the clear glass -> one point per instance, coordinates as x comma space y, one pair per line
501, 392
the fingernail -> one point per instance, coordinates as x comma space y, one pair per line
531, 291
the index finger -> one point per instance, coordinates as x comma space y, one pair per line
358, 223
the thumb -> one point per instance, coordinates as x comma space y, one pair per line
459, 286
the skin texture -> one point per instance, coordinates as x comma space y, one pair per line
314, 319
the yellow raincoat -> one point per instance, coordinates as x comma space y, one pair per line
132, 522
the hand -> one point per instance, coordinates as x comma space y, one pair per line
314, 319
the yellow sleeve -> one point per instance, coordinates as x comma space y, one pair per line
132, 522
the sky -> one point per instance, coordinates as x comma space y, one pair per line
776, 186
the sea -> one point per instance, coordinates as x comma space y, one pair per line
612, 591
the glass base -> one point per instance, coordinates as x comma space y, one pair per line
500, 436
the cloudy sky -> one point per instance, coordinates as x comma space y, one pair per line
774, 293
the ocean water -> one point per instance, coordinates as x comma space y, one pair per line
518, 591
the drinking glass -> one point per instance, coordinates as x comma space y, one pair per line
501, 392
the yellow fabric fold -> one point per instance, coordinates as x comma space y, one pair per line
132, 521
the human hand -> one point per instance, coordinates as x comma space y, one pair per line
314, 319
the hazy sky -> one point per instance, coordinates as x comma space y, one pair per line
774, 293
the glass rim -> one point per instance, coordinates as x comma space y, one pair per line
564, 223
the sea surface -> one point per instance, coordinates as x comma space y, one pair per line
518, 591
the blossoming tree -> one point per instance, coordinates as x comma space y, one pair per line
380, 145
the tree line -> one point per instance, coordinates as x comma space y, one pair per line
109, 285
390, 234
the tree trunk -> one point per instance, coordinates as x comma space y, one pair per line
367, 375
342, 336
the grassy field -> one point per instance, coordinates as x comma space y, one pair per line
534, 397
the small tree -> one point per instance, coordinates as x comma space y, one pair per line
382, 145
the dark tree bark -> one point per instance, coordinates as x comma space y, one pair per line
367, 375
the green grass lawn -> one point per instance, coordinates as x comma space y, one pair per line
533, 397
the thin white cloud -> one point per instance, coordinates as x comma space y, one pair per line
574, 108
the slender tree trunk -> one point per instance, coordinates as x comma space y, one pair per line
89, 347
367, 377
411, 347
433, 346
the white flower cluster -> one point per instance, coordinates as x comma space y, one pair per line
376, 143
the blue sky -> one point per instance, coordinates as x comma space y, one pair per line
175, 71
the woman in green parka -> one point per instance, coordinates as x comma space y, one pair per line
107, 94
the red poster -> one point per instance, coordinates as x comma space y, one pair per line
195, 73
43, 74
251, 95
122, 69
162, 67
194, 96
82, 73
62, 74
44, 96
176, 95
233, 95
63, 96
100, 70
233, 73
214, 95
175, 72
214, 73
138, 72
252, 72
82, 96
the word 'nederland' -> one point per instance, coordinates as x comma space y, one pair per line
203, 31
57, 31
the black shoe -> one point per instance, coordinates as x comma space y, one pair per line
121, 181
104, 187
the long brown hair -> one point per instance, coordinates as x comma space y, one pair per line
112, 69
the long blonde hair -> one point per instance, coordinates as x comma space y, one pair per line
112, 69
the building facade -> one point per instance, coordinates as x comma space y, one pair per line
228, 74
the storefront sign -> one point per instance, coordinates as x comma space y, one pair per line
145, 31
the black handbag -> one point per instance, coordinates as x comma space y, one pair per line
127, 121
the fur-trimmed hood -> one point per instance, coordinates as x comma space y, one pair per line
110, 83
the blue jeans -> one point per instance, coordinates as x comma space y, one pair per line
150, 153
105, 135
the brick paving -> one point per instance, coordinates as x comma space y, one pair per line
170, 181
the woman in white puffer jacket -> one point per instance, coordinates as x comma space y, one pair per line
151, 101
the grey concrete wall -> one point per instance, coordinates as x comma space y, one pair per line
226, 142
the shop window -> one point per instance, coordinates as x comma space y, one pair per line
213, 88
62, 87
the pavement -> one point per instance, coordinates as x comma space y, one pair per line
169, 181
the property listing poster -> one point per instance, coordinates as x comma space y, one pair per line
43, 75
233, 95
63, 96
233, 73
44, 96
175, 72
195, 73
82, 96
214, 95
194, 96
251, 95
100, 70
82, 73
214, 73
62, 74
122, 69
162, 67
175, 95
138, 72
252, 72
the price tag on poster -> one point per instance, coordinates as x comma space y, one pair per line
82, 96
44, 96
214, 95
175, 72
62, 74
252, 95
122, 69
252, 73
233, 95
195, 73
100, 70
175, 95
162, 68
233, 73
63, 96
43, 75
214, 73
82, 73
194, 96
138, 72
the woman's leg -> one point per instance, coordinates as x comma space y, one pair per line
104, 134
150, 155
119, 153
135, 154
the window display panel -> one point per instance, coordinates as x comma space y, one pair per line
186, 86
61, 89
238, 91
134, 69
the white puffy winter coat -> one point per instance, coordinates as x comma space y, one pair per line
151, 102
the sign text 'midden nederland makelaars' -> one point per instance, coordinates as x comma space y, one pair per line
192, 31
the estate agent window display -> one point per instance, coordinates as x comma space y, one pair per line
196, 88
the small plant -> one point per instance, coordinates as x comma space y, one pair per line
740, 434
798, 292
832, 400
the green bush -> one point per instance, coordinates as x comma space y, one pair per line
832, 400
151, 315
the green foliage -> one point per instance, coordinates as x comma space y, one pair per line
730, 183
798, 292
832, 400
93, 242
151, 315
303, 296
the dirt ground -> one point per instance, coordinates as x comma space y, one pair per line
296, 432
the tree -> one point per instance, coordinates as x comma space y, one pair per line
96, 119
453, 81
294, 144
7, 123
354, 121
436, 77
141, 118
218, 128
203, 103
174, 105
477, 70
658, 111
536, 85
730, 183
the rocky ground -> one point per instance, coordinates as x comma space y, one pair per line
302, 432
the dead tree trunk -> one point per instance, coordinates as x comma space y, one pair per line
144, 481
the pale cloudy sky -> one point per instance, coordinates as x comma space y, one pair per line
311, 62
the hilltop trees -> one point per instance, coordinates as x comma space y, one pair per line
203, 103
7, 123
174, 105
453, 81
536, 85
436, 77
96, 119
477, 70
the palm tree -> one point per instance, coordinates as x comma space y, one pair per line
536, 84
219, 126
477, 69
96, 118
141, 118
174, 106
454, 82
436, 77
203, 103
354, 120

__EXERCISE OBJECTIVE__:
Print out every record again, exactly and in full.

__RESPONSE__:
the clear glass -> one point per instance, coordinates as x comma space y, one pair per line
501, 392
the fingernail -> one point per instance, coordinates as x comma space y, one pair per line
531, 291
the index finger -> one point per instance, coordinates as x comma space y, one pair per line
358, 223
the thumb -> one point per instance, coordinates as x comma space y, one pair per line
459, 286
the skin texture -> one point per instance, coordinates as x comma space y, one pair per line
314, 319
the yellow raincoat -> one point per instance, coordinates as x comma space y, one pair per line
132, 522
the hand -> one point per instance, coordinates as x comma space y, one pair per line
314, 319
the yellow sleeve -> one point per instance, coordinates as x comma space y, one pair per line
132, 522
the sky -> one point per instance, coordinates as x comma space y, one pair per line
776, 186
the sea -> one point per instance, coordinates as x comma space y, one pair per line
612, 591
the glass base -> one point per instance, coordinates as x comma space y, one pair per line
500, 436
the cloudy sky -> one point per instance, coordinates as x comma space y, one pair per line
774, 293
the ocean water -> one point per instance, coordinates as x comma space y, one pair per line
518, 591
the drinking glass -> one point per instance, coordinates as x comma space y, one pair per line
501, 392
the yellow fabric fold -> one point per instance, coordinates as x comma space y, one pair per line
132, 521
the human hand -> one point per instance, coordinates as x comma space y, one pair per line
314, 319
the hazy sky -> one point per instance, coordinates as x comma space y, one pair per line
774, 293
the glass rim -> one point per instance, coordinates as x comma space y, one pair per line
564, 223
the sea surface -> one point per instance, coordinates as x comma space y, one pair per line
518, 591
the blossoming tree -> one point per instance, coordinates as x comma space y, one pair per line
380, 145
the tree line -> one point per instance, coordinates as x comma space y, one pair per line
109, 285
390, 234
the tree trunk -> one point per instance, coordinates as x comma space y, one pair per line
367, 375
342, 336
the grassy field -> one point per instance, coordinates as x comma space y, one pair per line
534, 397
the small tree -> one point per instance, coordinates as x comma space y, one pair per line
382, 145
the dark tree bark -> one point per instance, coordinates as x comma space y, one pair per line
367, 375
the green grass lawn -> one point per instance, coordinates as x comma space y, one pair per line
533, 397
the thin white cloud -> one point per instance, coordinates as x comma space y, one pair per line
574, 108
the slender tree trunk -> one point per instance, coordinates as x comma space y, one pair per line
89, 347
367, 377
411, 347
433, 346
the white flower cluster -> one point per instance, coordinates as x comma space y, one pair per line
376, 143
the blue sky -> one point per instance, coordinates as x comma space y, one pair per line
175, 71
the woman in green parka -> one point per instance, coordinates as x comma space y, one pair per line
107, 94
the red poster -> one point per instance, coordinates as x comma space y, one pair per line
195, 73
43, 74
251, 95
122, 69
162, 67
194, 96
82, 73
62, 74
44, 96
176, 95
233, 95
63, 96
100, 70
233, 73
214, 95
175, 72
214, 73
138, 72
252, 72
82, 96
the word 'nederland' -> one point per instance, coordinates as x comma space y, one pair per line
203, 31
57, 31
the black shoe -> one point per instance, coordinates as x comma space y, one pair per line
121, 181
104, 187
the long brown hair -> one point per instance, coordinates as x comma space y, one pair per line
112, 69
the long blonde hair -> one point per instance, coordinates as x comma space y, one pair per line
112, 69
the building facade -> one point per instance, coordinates as x comma space y, one pair per line
228, 74
the storefront sign -> one point per instance, coordinates as x comma space y, one pair per line
145, 31
the black handbag -> one point per instance, coordinates as x comma space y, one pair per line
127, 121
the fur-trimmed hood -> one point per instance, coordinates as x comma space y, one pair per line
110, 83
the blue jeans -> one point per instance, coordinates as x comma space y, one pair per line
150, 153
105, 135
the brick paving -> one point per instance, coordinates as x comma space y, one pair per line
170, 181
the woman in white puffer jacket -> one point per instance, coordinates as x comma space y, one pair per line
151, 101
the grey concrete wall -> one point per instance, coordinates as x comma space y, one pair per line
226, 142
the shop window -> one point per instance, coordinates as x comma space y, one pair per line
213, 88
62, 87
the pavement -> one point per instance, coordinates as x comma space y, one pair per line
169, 181
the property listing poster -> one point per instance, coordinates as x comma space y, one pair per line
43, 75
233, 95
63, 96
233, 73
44, 96
175, 72
195, 73
82, 96
214, 95
194, 96
251, 95
100, 70
82, 73
214, 73
62, 74
122, 69
162, 67
175, 95
138, 72
252, 72
the price tag on poster -> one point per instance, coordinates as x comma space y, one pair per line
82, 96
44, 96
214, 95
175, 72
62, 74
252, 95
122, 69
252, 73
233, 95
195, 73
100, 70
175, 95
162, 68
233, 73
63, 96
43, 75
214, 73
82, 73
194, 96
138, 72
the woman's leg -> one point per instance, coordinates as x comma space y, one pair per line
104, 134
150, 155
119, 153
135, 154
the window display panel -> one point per instance, coordinates as x comma space y, one pair per line
186, 86
61, 89
238, 91
134, 69
the white puffy winter coat -> one point per instance, coordinates as x comma space y, one pair per line
151, 102
the sign text 'midden nederland makelaars' -> one point per instance, coordinates as x comma space y, one pair per line
192, 31
the estate agent window display -> one point per instance, coordinates as x comma space y, one pair per line
196, 88
the small plant -> one point per instance, coordinates as x comma space y, one pair per line
740, 434
798, 292
832, 400
the green bush -> one point per instance, coordinates as x comma space y, one pair per line
832, 400
151, 315
the green foliage -> one point per instance, coordinates as x comma space y, one pair per line
730, 183
798, 292
832, 400
93, 242
151, 315
303, 296
the dirt ground -> one point per instance, coordinates as x comma space y, one pair per line
296, 432
the tree -> one point per instance, coordinates as x comma space y, one pair per line
96, 119
453, 81
294, 144
7, 123
354, 121
436, 77
141, 118
218, 128
203, 103
174, 105
477, 70
658, 111
536, 85
730, 183
the rocky ground -> one point per instance, coordinates as x comma space y, one pair per line
302, 432
the dead tree trunk -> one point per instance, coordinates as x comma space y, one pair per line
144, 481
the pale cloudy sky -> one point per instance, coordinates as x comma space y, one pair per line
311, 62
the hilltop trees -> one point per instance, coordinates as x comma space y, one pair per line
203, 103
7, 123
174, 105
453, 81
536, 85
436, 77
96, 119
477, 70
the palm tree -> one point per instance, coordinates as x comma space y, one pair per line
536, 84
219, 126
477, 69
96, 118
141, 118
174, 106
454, 82
436, 77
203, 103
354, 120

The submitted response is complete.